## Objective
Can you change "doorway" to "door frame" in the lines from the one with "draw the outline of doorway;" to the one with "[[[246,340],[284,319],[284,98],[211,103],[208,327]]]" and give back only those lines, with everything else left as it is?

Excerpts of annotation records
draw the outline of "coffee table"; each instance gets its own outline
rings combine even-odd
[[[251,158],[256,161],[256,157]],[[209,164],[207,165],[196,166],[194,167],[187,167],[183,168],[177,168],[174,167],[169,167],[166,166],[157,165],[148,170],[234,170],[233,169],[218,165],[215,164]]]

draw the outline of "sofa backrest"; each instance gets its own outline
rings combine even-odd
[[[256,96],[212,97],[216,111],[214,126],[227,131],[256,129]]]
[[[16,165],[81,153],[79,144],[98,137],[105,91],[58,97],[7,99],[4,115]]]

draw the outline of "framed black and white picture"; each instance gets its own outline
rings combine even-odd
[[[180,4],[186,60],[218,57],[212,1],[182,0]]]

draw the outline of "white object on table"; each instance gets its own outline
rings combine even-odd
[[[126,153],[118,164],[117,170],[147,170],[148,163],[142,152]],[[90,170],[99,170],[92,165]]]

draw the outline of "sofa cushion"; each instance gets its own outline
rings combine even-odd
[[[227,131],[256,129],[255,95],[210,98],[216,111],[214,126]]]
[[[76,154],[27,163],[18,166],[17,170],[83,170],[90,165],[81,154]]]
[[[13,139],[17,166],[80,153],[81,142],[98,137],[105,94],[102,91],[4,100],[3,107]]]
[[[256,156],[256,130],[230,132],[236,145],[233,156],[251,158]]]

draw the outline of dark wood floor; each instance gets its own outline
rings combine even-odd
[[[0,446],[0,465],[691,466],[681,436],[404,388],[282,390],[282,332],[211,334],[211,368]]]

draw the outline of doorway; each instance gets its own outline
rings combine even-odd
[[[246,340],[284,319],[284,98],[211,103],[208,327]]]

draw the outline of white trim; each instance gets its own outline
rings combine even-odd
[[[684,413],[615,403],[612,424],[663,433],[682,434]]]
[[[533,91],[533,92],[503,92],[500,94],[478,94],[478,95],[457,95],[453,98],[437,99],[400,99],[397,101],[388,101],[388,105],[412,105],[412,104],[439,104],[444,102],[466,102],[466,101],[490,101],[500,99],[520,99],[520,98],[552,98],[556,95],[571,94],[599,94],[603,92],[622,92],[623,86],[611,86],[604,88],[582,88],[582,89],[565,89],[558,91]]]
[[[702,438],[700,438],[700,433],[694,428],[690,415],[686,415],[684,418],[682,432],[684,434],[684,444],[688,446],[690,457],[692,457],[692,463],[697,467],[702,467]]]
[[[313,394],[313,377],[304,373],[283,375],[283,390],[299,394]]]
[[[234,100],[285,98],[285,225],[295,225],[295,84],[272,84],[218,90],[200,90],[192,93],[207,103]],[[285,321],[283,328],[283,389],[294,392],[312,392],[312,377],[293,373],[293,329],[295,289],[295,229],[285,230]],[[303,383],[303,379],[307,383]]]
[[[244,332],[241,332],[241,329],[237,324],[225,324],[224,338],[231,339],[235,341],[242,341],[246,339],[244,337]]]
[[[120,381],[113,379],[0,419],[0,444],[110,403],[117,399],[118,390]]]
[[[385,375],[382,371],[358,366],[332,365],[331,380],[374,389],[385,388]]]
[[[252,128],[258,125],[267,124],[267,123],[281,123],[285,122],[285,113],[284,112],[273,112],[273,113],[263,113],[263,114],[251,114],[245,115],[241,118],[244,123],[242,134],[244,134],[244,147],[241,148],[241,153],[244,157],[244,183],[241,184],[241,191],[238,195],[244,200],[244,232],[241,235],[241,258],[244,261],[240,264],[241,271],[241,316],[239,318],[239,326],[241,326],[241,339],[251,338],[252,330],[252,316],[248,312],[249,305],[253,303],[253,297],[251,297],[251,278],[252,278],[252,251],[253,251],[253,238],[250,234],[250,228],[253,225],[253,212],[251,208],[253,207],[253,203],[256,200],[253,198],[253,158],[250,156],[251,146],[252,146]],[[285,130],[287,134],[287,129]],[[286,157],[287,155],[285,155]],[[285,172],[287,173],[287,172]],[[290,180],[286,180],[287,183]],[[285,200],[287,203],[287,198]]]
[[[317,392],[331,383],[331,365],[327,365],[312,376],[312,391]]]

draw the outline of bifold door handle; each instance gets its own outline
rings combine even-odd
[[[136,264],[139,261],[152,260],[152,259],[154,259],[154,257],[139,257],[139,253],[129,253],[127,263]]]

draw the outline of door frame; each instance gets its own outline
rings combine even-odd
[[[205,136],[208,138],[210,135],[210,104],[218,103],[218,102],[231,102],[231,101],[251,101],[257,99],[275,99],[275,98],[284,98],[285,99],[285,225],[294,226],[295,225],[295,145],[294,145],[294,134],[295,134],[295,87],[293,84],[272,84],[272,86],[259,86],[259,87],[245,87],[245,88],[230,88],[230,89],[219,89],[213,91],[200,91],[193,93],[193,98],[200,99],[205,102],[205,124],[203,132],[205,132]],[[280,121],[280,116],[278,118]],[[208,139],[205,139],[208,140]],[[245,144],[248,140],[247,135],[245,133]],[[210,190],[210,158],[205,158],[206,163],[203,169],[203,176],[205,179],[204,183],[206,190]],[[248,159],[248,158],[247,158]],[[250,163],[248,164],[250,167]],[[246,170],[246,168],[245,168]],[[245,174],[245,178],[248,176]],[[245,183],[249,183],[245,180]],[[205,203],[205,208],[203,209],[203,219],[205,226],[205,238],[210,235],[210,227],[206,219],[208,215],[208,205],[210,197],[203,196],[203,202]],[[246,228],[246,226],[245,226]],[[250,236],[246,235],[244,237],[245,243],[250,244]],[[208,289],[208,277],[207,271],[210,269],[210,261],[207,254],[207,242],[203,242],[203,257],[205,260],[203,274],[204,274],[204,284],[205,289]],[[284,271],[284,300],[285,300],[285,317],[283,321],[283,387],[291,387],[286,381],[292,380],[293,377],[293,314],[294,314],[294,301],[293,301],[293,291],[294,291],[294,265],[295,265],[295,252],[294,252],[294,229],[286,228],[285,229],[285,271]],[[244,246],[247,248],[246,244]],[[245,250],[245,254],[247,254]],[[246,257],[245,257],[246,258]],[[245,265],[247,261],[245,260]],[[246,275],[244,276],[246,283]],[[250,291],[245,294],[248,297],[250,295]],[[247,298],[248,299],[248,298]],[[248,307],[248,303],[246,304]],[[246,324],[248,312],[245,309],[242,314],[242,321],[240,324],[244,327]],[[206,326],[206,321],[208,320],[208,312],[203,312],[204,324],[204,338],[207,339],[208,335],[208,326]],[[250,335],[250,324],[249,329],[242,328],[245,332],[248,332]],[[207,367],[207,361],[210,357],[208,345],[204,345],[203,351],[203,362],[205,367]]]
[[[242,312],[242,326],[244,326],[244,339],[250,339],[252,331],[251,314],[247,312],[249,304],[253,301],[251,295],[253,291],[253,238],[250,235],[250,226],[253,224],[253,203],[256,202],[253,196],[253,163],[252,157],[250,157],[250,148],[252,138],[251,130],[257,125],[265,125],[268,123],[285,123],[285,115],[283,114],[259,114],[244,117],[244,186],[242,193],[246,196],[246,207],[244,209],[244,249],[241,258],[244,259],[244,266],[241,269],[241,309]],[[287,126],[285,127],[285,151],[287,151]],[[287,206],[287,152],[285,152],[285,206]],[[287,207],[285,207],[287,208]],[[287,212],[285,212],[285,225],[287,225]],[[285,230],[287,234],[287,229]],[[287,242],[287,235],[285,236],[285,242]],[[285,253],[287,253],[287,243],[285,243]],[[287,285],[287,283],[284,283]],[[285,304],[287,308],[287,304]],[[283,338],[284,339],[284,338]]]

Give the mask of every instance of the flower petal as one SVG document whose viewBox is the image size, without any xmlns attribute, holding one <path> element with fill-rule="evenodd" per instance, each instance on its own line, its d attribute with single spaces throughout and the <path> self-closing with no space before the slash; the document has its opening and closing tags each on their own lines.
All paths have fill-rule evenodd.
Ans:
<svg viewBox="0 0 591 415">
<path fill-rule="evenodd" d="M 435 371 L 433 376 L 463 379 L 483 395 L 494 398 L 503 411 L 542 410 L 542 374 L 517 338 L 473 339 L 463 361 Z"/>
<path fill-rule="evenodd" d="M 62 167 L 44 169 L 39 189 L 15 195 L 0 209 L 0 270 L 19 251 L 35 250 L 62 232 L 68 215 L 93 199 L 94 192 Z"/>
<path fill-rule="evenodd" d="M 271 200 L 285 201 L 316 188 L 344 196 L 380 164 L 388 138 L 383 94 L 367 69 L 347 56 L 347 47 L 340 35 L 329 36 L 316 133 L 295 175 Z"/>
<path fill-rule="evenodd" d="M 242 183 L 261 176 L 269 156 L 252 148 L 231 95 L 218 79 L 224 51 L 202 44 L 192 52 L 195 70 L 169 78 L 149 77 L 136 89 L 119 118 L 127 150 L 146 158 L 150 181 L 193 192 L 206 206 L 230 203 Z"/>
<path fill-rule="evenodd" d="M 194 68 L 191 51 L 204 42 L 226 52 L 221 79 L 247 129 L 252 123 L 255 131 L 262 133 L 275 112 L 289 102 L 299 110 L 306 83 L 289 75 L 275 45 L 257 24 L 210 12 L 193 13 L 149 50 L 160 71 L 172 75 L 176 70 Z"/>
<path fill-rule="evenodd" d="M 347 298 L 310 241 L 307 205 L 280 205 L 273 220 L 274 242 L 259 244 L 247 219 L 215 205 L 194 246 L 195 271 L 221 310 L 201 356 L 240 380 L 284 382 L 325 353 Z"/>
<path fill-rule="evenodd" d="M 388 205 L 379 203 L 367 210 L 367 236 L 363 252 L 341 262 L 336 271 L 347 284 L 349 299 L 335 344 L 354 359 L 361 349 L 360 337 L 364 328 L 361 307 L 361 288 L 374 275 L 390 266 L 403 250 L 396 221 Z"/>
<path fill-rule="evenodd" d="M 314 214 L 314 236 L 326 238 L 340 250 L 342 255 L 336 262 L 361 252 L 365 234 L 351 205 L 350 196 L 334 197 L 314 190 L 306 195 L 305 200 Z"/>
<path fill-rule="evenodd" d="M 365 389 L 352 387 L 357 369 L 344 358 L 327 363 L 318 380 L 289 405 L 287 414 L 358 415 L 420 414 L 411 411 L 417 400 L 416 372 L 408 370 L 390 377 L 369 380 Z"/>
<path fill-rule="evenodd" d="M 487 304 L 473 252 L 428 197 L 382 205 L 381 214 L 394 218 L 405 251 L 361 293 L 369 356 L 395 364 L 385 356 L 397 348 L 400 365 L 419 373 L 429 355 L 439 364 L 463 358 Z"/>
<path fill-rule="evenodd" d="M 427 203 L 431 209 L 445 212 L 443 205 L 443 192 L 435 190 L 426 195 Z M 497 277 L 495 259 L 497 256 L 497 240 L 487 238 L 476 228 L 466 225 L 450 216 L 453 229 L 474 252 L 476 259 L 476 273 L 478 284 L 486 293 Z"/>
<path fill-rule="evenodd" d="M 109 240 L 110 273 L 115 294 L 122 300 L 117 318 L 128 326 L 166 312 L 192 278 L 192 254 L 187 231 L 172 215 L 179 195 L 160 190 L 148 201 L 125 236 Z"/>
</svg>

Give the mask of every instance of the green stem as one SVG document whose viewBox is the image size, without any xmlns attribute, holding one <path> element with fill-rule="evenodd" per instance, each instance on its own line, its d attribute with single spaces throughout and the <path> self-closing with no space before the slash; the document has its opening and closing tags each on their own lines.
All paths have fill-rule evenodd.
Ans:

## Problem solution
draw the outline of door frame; each instance gets its own outline
rings combine even-odd
[[[246,340],[284,319],[284,98],[211,103],[208,327]]]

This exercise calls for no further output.